> DESCRIPTION OF THE TASK: Report every line of the records below that contains the string "black", copying each such line in full. Case counts.

> EXTRACTED MATERIAL:
※
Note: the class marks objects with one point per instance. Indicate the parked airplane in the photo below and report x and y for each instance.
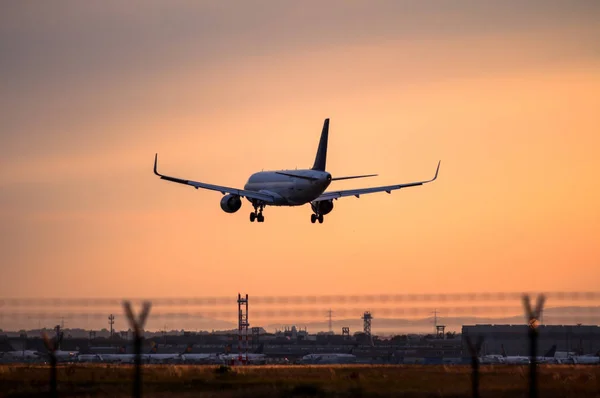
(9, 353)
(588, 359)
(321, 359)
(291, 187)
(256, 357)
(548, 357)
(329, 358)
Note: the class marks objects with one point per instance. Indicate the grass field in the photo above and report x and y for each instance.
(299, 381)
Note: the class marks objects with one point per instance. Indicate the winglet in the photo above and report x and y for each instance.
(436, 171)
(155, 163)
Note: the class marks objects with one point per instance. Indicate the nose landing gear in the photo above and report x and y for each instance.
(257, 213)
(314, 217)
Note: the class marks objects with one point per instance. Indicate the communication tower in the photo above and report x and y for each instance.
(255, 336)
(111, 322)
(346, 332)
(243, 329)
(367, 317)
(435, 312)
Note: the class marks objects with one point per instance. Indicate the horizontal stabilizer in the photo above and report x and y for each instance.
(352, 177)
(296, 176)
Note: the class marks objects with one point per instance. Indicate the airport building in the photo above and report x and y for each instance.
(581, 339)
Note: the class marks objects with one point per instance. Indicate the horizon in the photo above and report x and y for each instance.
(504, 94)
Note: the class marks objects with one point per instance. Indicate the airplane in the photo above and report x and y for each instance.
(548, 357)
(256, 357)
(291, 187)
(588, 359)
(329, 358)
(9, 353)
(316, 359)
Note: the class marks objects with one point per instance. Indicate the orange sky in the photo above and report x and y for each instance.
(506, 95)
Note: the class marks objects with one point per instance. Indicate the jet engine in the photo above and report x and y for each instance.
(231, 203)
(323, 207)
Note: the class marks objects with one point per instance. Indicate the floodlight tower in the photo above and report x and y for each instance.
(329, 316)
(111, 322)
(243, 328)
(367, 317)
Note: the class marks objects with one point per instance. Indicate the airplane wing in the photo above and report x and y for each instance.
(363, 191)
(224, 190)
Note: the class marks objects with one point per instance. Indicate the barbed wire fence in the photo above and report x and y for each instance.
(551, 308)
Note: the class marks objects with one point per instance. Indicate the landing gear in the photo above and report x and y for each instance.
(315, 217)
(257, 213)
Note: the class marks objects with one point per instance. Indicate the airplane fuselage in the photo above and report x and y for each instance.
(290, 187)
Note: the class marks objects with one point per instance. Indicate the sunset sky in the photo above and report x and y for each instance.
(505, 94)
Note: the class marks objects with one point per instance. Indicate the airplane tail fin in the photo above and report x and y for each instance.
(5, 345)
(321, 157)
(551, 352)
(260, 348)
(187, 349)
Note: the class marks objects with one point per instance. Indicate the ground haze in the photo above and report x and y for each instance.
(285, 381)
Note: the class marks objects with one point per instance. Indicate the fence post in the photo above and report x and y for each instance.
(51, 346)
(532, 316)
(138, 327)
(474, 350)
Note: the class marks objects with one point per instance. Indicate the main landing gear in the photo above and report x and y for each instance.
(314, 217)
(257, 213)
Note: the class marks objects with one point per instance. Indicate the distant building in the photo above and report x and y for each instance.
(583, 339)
※
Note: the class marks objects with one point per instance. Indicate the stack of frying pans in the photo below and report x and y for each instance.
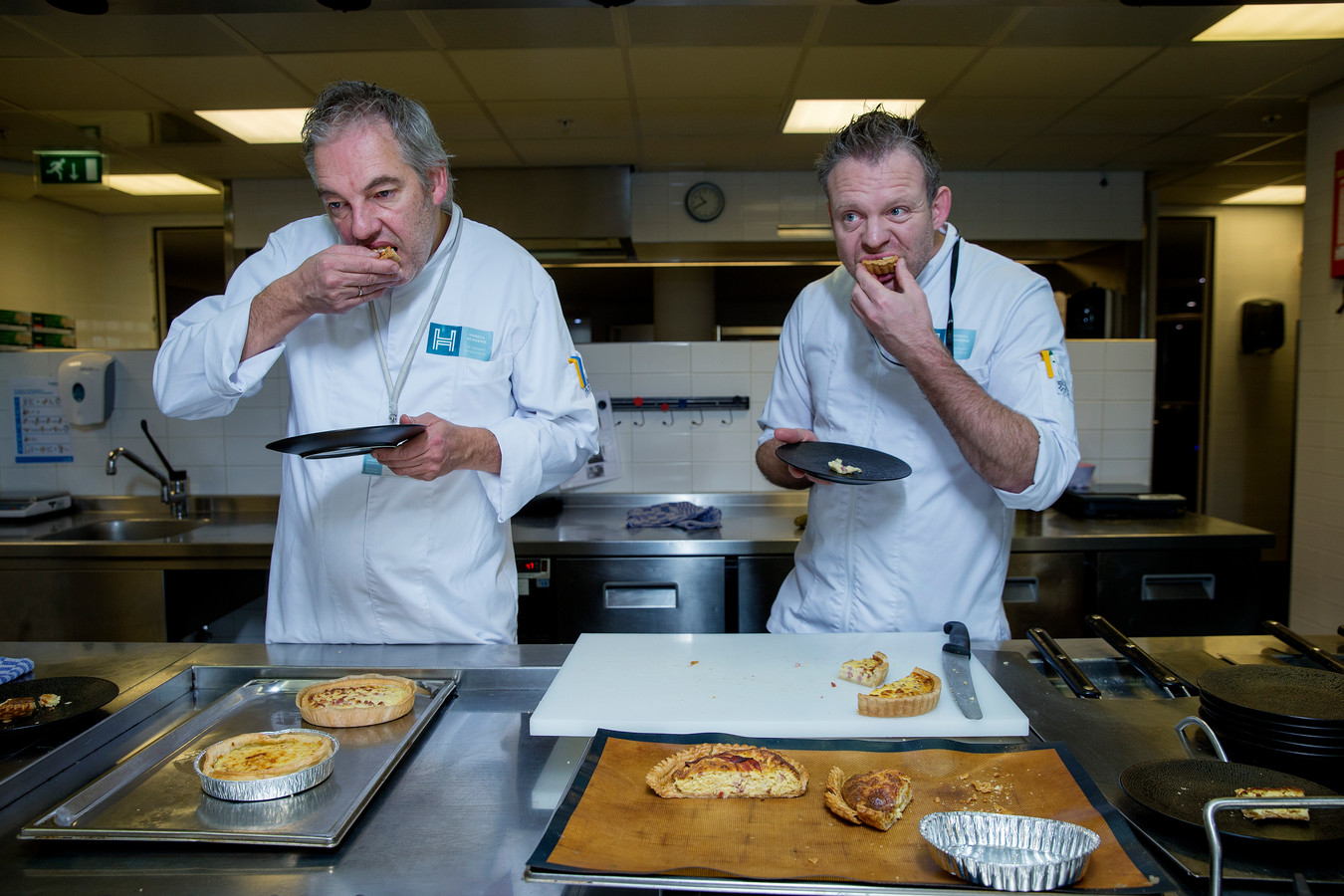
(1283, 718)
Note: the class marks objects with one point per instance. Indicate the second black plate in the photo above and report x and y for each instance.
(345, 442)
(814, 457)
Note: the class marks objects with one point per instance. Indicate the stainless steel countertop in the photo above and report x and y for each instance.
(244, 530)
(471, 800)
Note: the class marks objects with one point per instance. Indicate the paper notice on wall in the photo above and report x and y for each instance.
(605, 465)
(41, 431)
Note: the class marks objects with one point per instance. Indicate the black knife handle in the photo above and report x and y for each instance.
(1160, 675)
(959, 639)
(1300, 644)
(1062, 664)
※
> THE RESULT:
Note: the class marks objects with one point per instance. Indicate the second black plate in the photo above and report x and y for each instance.
Note: the class marks objects with one point per instance. Indicate the black knife handle in the photo above and report x and y for each instance.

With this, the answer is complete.